*** DOCUMENT TEXT ***

The lawsuit accuses the Jefferson County Commission of intentionally packing Black voters into two super-majority Black commission districts based in and around Birmingham. The commission over the last decade, the lawsuit maintains, has siphoned Black voters from the suburbs into those two districts to prevent them from exercising greater political power in surrounding districts

The lawsuit was filed by the NAACP Legal Defense and Educational Fund and Wiggins, Childs, Pantazis, Fisher & Goldfarb on behalf of Greater Birmingham Ministries and Jefferson County resident and activist Cara McClure.

"These are super-packed districts. The Voting Rights Act prohibits the packing of Black voters in such a manner that they are denied the ability to influence the adjacent district. We see that in Jefferson County Commission where you have these two more central Birmingham districts that are majority Black but now reach out to the suburbs to grab and separate Black communities in those suburbs from their white counterparts in those same suburbs,” LDF assistant counsel Kathryn Sadasivan said.

A representative from the county wasn't immediately available for comment on Friday. Offices were closed for the Good Friday holiday.

***

# [ASSIGNED TASK 1]
Answer these questions from the Jefferson County lawsuit text:
(a) Which two parties filed the lawsuit?
(b) On whose behalf was it filed?
(c) What position does Kathryn Sadasivan hold?
# [ASSIGNED TASK 2]
Decide whether each statement agrees with the Jefferson County lawsuit text, and back each yes or no with the deciding words quoted from it:
(a) The lawsuit claims the commission moved Black voters from the suburbs into two districts.
(b) A county representative commented on the lawsuit on Friday.
(c) Kathryn Sadasivan is an attorney with Wiggins, Childs, Pantazis, Fisher & Goldfarb.
# [ASSIGNED TASK 3]
Extend the Jefferson County lawsuit text, picking up after its final sentence.

*** DATA PROVIDED ***

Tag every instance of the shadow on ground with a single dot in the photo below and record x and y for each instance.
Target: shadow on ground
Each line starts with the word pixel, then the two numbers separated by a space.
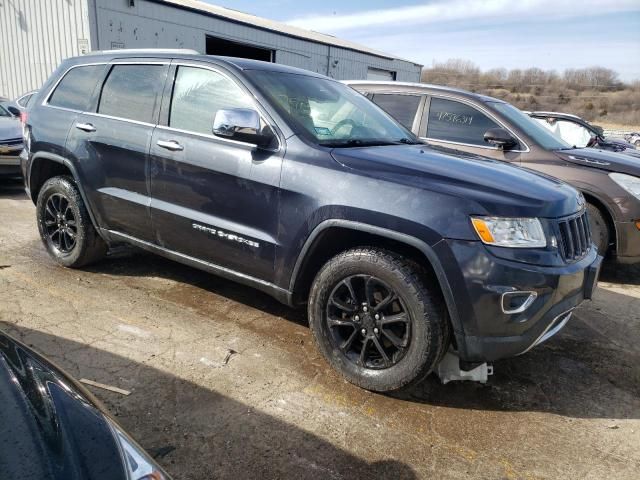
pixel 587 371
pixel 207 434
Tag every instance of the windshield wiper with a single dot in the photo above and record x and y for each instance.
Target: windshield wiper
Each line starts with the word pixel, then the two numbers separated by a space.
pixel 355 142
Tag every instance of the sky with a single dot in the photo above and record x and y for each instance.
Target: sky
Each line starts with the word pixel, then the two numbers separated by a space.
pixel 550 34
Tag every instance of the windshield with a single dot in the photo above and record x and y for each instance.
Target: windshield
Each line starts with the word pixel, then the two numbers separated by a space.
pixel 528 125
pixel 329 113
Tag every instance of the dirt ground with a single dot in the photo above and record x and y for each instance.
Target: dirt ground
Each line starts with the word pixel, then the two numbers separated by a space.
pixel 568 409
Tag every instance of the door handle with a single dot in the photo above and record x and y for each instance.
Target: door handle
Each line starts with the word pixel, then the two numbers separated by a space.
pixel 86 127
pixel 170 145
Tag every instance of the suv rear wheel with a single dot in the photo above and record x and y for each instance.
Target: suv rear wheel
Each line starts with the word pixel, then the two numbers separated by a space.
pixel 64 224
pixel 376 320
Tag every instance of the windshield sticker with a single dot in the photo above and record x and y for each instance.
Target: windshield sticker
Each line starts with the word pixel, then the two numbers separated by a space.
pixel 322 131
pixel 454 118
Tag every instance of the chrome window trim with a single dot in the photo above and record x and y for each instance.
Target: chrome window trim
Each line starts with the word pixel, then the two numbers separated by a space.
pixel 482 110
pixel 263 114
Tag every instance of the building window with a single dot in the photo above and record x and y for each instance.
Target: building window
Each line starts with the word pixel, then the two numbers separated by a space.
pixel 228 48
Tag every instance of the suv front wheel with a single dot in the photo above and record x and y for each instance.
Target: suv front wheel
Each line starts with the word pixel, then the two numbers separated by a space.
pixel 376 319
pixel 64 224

***

# [TASK RESULT 1]
(a) The NAACP Legal Defense and Educational Fund and Wiggins, Childs, Pantazis, Fisher & Goldfarb.
(b) Greater Birmingham Ministries and Cara McClure, a Jefferson County resident and activist.
(c) She is LDF assistant counsel.

# [TASK RESULT 2]
(a) Yes: "has siphoned Black voters from the suburbs into those two districts"
(b) No: "A representative from the county wasn't immediately available for comment on Friday."
(c) No: "LDF assistant counsel Kathryn Sadasivan said."

# [TASK RESULT 3]
A 1985 consent decree created the two majority-Black districts, expanding the commission from what had been three at-large positions, so Black voters would have an opportunity to elect candidates of their choice. But, the lawsuit contends, the county has packed people of color into the districts in greater numbers than necessary in the ensuing years.

Black voters make up 40% of the voting age population in the county but in districts 1 and 2 account for 76.34% and 64.11%, respectively, of the voting age population, according to the lawsuit.

“For over a decade, the Jefferson County Commission has packed Black voters into two Commission districts, ensuring that communities of color have less influence on the Commission than they would have under a fair system," Alabama NAACP President Benard Simelton said in a statement.

The lawsuit also accuses the county of using an abbreviated process to draw new lines, holding only one public hearing.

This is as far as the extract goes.